- EXERCISE:
Look through the entries. Copy each line that has the word "leaf".
- - -
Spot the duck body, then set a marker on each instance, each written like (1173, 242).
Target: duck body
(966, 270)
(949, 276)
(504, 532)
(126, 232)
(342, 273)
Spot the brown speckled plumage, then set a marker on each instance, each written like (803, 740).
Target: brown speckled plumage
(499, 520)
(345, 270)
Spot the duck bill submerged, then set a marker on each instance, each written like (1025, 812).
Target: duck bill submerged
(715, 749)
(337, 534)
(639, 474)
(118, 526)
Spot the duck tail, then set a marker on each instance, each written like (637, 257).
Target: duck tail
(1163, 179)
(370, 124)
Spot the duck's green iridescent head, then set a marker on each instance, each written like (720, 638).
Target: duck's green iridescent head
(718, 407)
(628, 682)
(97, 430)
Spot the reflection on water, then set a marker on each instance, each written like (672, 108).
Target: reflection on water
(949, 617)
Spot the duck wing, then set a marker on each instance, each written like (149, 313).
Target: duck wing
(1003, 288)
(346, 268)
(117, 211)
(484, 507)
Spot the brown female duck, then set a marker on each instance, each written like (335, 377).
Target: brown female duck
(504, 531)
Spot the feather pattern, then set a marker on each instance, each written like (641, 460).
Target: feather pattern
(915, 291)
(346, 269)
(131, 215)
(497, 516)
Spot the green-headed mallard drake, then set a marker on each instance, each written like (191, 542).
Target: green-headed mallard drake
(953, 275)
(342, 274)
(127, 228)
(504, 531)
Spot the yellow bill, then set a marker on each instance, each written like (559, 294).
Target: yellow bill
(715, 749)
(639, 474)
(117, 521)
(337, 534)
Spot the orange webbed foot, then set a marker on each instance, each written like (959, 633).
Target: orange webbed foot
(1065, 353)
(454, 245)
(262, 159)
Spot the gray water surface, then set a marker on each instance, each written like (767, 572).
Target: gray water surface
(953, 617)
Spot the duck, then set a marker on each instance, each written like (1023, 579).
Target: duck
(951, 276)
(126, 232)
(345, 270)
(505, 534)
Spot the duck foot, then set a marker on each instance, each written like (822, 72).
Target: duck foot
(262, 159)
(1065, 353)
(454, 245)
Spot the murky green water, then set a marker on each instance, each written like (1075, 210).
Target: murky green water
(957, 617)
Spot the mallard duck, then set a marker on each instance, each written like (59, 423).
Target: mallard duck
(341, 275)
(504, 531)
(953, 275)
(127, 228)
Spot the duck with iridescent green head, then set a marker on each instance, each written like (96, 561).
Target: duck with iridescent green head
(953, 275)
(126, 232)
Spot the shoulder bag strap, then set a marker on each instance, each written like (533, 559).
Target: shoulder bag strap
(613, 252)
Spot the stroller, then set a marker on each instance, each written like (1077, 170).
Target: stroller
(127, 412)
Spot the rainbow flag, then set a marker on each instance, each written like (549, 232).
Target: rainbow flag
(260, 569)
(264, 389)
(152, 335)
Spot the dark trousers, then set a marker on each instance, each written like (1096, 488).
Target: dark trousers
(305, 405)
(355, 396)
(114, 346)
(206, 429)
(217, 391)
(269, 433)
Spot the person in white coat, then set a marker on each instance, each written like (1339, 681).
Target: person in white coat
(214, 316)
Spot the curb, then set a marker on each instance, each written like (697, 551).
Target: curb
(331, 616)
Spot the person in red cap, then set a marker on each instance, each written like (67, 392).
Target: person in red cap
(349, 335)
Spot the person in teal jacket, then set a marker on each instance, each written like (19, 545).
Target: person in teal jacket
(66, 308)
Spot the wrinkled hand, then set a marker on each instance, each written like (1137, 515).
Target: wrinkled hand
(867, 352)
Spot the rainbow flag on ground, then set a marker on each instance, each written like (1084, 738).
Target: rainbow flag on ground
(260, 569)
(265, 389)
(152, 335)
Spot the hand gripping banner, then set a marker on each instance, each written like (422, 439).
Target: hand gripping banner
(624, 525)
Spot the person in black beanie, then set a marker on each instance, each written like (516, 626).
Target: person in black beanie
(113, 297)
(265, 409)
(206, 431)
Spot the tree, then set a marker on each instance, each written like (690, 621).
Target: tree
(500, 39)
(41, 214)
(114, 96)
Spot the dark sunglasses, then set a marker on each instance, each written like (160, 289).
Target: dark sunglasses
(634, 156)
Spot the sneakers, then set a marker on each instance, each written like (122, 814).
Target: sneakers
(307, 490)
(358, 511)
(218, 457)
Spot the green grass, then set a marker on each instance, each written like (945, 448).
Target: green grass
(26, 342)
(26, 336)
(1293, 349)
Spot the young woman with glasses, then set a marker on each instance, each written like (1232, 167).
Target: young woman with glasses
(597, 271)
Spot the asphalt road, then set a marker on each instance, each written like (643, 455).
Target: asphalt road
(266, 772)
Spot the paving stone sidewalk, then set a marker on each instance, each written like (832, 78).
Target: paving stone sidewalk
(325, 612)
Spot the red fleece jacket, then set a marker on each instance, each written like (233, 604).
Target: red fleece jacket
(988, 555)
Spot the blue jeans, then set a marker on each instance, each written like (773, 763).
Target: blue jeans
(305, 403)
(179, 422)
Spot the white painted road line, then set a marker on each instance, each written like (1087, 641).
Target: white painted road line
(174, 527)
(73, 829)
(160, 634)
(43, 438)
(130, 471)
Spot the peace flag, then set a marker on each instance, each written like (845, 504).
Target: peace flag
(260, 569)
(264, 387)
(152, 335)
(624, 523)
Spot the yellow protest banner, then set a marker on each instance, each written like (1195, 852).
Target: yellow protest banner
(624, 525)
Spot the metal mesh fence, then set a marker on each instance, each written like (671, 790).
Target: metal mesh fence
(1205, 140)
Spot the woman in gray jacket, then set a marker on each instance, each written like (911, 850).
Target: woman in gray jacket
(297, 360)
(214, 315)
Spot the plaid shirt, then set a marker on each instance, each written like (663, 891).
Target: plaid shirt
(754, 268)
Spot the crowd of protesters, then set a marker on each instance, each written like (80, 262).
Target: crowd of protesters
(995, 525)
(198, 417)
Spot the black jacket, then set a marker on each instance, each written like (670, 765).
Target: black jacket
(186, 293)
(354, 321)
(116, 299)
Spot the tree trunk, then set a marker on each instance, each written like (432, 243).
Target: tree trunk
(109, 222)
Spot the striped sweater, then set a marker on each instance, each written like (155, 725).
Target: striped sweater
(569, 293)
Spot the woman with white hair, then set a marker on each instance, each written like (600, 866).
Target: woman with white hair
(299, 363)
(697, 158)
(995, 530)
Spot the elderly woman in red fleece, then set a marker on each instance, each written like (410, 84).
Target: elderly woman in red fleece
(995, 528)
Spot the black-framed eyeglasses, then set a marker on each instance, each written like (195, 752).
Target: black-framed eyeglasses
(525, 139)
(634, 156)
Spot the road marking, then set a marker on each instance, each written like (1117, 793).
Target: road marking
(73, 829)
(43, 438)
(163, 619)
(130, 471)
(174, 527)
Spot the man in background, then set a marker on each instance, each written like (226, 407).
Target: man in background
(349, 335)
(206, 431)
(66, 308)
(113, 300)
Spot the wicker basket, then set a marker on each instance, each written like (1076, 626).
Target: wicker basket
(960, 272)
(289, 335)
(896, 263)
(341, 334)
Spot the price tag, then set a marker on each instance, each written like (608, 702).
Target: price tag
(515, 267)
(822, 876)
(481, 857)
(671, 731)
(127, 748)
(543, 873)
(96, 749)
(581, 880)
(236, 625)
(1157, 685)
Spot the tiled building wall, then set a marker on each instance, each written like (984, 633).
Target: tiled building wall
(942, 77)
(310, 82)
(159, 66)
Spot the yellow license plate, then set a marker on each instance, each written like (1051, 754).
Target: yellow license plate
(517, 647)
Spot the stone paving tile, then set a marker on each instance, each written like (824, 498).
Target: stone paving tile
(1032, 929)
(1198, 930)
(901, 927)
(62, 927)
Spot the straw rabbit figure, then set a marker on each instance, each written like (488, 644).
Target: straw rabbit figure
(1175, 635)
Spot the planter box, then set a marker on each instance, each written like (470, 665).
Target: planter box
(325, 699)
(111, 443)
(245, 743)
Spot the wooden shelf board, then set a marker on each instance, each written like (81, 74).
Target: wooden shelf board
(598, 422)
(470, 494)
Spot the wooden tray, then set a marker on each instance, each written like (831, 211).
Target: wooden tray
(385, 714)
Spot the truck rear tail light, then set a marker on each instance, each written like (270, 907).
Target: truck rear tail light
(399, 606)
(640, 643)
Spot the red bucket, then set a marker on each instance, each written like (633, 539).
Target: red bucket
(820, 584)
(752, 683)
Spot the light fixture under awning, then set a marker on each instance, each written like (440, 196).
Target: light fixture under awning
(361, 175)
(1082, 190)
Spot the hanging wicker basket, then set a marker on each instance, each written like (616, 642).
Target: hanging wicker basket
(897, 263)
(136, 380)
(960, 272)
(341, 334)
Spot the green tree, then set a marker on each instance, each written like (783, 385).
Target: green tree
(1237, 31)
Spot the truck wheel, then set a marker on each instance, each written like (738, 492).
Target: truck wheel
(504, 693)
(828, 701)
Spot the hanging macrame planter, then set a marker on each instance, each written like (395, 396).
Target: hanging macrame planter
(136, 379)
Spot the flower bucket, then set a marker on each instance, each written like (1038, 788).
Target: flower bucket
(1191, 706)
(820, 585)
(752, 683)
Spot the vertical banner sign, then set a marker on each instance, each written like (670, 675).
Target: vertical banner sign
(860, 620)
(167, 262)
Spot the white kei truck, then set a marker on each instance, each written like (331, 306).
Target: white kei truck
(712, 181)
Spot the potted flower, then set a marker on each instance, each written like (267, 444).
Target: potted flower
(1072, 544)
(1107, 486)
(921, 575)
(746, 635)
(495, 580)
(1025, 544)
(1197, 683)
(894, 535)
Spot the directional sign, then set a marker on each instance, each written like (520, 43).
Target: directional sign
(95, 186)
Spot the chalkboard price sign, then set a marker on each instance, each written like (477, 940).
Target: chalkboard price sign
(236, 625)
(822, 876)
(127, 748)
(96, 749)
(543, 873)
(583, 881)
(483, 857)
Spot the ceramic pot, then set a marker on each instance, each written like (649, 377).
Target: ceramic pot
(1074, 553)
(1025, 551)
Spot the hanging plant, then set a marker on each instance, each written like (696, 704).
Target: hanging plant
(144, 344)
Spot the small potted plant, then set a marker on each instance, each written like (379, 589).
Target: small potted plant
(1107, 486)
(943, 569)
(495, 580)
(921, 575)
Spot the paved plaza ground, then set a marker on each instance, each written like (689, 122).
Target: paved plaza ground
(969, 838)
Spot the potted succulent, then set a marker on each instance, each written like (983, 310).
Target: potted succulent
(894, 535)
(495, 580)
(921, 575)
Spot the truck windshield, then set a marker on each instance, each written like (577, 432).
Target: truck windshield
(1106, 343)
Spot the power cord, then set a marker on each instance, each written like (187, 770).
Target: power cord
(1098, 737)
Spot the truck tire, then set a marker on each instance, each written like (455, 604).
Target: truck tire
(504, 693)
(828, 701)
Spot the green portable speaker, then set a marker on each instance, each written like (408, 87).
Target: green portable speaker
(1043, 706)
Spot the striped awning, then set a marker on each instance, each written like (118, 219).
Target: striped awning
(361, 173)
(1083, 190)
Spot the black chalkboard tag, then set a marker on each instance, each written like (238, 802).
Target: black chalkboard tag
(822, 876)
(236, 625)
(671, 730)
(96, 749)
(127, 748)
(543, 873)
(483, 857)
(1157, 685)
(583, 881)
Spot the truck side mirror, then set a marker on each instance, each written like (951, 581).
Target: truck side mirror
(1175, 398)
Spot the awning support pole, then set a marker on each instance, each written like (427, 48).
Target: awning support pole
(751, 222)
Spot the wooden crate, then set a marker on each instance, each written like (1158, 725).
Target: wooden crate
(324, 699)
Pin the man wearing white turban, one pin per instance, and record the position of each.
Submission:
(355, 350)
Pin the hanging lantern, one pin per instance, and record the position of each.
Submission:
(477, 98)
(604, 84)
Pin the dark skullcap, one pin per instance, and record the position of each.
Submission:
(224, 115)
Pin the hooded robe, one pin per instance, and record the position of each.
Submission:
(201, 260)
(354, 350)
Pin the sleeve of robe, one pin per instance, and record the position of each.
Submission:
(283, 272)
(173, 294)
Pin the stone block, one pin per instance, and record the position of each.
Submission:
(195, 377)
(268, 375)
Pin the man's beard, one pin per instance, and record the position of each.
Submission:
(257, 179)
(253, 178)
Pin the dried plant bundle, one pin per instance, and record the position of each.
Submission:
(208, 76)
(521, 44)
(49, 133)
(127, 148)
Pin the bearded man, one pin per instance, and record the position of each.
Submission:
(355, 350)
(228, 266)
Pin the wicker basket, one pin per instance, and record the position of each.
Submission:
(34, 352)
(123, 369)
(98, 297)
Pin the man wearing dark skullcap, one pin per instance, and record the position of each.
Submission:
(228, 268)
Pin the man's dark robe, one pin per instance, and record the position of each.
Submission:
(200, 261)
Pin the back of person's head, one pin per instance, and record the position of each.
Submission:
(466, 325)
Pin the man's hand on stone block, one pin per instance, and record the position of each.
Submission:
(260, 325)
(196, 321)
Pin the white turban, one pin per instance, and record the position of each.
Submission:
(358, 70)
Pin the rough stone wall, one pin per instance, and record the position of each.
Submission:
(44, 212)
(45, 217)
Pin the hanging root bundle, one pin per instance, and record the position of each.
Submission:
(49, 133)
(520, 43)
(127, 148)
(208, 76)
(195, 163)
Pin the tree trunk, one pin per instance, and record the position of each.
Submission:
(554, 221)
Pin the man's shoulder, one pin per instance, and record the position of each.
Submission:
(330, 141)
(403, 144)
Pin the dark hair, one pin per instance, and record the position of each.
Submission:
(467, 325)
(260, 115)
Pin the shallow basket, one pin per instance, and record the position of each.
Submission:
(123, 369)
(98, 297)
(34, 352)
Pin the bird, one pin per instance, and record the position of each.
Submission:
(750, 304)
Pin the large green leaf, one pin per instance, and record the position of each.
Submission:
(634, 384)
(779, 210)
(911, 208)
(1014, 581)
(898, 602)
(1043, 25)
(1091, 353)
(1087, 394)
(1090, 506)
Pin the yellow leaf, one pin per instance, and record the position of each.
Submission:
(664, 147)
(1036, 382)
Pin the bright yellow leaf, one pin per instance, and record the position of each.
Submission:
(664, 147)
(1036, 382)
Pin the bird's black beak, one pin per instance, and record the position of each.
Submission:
- - -
- ANSWER BOX:
Pin the large green leaf, one pin per instance, and record the position of each.
Pin the yellow leaf, one pin per instance, and record the position of each.
Pin the bright yellow leaf, one pin per instance, and record the position of each.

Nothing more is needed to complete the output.